▶ What needs to be done
Please read the article about Byju's below and state which firm is conducting due diligence ahead of any potential offer.

▶ Study text
=-=-=-=-=

India’s Byju’s aims for SPAC merger agreement within a month

Byju Raveendran, founder and CEO of Byju’s, speaks during a conference in Hong Kong on March 26, 2019. MUST CREDIT: Bloomberg photo by Paul Yeung

India’s most valuable startup, the online education provider Byju’s, is in negotiations with at least three special-purpose acquisition companies and is aiming to unveil plans to go public via a merger with one of them in three to four weeks, according to people familiar with the matter.

The SPACs include Michael Klein’s Churchill Capital and Michael Dell’s MSD Acquisition, names that Bloomberg News has previously reported. An additional contender is Harry Sloan, a long-time Hollywood executive who has since become a prolific SPAC investor, said the people, asking not to be identified because the talks are confidential. A fourth, Altimeter Capital Management, is conducting due diligence ahead of any potential offer, the people said.

=-=-=-=-=

▶ Data to examine

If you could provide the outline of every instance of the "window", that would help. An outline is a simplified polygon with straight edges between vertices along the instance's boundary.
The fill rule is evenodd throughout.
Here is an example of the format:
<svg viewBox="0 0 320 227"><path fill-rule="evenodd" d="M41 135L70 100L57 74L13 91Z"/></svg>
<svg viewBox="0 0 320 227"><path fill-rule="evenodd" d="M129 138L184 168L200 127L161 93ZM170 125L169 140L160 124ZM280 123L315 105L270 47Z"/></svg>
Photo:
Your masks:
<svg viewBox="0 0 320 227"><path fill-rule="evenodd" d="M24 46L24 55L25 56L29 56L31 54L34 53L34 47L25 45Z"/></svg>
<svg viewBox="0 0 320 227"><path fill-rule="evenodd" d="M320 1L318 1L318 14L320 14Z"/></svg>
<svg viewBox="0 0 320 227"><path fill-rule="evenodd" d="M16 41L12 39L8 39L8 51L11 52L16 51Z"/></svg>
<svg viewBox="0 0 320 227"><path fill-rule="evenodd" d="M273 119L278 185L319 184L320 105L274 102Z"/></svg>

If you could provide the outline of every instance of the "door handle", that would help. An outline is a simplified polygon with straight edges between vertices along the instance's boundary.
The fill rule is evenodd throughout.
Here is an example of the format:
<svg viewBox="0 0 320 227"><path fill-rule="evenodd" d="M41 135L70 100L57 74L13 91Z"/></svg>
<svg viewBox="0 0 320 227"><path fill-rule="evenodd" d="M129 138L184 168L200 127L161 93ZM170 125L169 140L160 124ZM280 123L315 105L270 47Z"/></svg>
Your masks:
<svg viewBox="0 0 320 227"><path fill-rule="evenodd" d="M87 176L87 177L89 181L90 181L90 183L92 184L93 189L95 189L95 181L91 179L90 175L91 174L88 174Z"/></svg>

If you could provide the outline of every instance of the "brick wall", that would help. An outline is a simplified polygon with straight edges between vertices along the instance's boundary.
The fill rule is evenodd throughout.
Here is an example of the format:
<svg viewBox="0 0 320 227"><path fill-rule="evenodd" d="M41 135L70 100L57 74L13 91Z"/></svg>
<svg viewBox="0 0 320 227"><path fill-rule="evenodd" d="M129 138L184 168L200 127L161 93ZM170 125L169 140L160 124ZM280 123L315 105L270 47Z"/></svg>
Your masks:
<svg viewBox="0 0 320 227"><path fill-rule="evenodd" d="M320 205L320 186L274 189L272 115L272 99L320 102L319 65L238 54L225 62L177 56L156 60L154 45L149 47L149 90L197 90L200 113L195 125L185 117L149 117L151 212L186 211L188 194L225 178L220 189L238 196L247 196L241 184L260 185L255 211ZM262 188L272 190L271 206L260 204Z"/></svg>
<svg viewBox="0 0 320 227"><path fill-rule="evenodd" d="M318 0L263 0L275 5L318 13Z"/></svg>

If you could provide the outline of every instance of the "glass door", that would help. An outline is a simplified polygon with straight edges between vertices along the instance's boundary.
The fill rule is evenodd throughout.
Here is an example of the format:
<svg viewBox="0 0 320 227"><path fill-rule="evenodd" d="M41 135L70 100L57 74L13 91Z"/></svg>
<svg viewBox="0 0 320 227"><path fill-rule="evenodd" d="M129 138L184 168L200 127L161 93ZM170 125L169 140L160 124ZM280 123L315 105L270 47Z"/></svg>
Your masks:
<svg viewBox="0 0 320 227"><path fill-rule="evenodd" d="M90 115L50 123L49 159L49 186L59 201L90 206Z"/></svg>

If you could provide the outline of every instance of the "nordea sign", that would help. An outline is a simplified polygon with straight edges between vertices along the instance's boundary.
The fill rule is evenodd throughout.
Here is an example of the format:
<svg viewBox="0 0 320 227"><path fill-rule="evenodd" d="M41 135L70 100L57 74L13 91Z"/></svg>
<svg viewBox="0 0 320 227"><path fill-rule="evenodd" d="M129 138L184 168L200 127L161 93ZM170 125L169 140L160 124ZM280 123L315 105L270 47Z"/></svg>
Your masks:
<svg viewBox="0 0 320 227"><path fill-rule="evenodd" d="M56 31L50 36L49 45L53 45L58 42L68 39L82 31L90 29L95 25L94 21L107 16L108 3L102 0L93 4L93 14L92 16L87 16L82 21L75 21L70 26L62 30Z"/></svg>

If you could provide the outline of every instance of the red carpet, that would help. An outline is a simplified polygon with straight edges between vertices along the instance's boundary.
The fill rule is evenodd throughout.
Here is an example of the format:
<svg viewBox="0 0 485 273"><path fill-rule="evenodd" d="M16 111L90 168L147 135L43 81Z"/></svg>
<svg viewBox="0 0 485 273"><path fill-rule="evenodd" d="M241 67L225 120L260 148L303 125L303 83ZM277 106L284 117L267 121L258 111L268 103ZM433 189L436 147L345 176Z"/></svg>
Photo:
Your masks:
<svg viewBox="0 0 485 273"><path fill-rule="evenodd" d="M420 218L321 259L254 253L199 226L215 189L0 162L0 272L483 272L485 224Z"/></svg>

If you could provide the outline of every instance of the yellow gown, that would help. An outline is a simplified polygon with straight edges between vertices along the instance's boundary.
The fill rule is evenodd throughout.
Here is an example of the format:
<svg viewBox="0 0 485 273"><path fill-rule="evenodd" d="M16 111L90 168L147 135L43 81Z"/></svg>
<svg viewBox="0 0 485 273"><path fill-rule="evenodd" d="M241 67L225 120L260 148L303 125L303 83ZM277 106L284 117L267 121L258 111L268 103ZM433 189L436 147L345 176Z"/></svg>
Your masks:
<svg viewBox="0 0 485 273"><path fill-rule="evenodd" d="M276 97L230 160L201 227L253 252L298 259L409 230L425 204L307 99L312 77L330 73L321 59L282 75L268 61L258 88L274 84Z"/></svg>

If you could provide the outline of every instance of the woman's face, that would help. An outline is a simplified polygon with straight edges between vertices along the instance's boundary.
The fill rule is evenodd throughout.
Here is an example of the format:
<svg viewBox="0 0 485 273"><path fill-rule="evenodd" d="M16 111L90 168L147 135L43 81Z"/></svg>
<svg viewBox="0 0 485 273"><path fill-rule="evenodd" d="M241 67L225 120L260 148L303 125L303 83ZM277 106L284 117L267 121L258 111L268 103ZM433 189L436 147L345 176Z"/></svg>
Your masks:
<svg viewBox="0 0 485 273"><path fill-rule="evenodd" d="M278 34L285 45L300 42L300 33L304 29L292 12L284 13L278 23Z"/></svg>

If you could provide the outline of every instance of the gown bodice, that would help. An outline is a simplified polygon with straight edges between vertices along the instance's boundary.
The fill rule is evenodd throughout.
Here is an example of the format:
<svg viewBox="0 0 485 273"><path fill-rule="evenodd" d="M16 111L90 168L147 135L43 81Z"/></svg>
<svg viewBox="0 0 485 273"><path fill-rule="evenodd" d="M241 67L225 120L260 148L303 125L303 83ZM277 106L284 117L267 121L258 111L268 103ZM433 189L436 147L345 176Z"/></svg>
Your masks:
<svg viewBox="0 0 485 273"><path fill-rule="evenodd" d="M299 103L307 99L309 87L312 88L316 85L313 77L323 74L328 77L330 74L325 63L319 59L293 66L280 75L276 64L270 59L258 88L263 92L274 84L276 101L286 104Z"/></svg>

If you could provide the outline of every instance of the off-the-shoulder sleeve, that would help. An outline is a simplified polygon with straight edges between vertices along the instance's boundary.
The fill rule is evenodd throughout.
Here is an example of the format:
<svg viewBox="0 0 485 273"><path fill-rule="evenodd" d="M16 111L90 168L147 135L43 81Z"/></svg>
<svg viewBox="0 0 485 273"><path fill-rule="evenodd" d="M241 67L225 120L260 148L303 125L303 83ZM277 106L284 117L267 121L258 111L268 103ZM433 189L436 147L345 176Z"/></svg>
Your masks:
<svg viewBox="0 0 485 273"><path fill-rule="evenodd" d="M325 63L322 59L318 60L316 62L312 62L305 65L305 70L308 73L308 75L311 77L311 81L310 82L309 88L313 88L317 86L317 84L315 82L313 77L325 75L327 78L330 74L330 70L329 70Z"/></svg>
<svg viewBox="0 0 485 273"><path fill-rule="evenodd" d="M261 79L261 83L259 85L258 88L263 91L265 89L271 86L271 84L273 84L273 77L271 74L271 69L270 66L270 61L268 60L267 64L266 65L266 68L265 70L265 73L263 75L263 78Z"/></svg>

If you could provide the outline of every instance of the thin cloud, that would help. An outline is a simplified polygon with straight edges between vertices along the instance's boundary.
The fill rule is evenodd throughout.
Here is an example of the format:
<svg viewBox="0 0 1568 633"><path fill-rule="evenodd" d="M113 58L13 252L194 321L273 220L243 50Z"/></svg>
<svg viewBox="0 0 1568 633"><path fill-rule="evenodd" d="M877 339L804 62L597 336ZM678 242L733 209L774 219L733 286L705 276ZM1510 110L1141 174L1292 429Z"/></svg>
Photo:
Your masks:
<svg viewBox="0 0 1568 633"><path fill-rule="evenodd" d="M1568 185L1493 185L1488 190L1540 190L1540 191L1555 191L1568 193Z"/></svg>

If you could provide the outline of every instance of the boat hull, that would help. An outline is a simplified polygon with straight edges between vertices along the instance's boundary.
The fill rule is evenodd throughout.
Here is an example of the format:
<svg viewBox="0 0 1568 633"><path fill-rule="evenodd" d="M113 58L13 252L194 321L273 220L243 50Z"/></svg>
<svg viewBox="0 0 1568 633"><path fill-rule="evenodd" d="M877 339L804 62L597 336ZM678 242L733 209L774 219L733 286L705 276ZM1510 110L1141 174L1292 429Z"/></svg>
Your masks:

=-=-=-=-=

▶ Your solution
Altimeter Capital Management